Dataset entries:
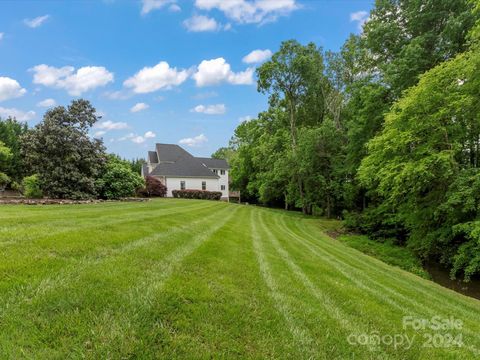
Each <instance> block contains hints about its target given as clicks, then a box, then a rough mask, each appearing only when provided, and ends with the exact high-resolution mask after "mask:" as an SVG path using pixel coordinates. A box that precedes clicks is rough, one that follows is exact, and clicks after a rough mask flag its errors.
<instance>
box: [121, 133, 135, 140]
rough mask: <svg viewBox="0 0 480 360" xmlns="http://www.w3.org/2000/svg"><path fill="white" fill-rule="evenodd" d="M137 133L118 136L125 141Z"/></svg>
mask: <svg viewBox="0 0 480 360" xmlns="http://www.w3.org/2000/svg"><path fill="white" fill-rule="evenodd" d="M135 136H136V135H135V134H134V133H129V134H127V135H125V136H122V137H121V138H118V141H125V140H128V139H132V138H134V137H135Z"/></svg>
* * *
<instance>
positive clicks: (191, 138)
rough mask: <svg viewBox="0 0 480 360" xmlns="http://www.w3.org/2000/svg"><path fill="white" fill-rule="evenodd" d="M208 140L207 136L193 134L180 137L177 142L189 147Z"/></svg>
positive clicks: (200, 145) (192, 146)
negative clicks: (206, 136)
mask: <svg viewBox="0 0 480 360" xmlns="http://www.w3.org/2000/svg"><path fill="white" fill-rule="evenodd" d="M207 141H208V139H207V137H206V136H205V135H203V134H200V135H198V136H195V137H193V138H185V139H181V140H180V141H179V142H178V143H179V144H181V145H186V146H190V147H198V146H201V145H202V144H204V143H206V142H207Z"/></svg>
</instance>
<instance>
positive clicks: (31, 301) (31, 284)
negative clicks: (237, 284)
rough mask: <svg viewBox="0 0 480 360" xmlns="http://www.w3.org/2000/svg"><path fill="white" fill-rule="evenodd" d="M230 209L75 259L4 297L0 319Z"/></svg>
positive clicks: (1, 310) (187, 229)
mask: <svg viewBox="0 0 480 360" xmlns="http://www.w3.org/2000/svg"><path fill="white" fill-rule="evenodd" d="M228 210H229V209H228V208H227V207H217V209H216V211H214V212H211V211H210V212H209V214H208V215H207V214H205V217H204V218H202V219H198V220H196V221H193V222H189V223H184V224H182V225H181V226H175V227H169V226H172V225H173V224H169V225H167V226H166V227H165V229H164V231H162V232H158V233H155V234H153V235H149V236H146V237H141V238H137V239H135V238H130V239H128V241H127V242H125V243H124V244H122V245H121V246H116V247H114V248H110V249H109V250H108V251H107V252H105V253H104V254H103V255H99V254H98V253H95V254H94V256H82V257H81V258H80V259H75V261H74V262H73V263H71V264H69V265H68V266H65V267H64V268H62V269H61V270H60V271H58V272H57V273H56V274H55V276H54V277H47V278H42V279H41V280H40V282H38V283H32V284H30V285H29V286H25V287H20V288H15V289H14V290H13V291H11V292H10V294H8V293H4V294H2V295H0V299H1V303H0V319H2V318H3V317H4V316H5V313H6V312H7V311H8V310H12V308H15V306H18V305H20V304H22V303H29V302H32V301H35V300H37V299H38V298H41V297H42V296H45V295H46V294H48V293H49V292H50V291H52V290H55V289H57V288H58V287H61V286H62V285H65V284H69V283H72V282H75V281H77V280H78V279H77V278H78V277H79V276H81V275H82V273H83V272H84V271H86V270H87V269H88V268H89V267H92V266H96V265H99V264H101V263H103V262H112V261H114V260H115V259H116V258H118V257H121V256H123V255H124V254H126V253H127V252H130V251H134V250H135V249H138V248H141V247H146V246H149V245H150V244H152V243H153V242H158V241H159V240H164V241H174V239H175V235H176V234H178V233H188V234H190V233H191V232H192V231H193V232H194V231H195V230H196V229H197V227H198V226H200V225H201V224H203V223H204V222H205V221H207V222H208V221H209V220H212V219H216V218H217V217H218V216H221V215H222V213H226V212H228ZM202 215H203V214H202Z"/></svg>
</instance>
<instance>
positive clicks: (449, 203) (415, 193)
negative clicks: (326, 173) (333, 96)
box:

**Instructions to follow**
In the data above, retype exactly and only the lines between the one holding "positive clicks: (31, 301) (31, 284)" and the one holding "209L75 259L4 297L0", inclusive.

**Result of the exercise**
positive clicks: (31, 301) (31, 284)
negative clicks: (237, 284)
rough mask: <svg viewBox="0 0 480 360" xmlns="http://www.w3.org/2000/svg"><path fill="white" fill-rule="evenodd" d="M230 209L75 259L4 297L0 319Z"/></svg>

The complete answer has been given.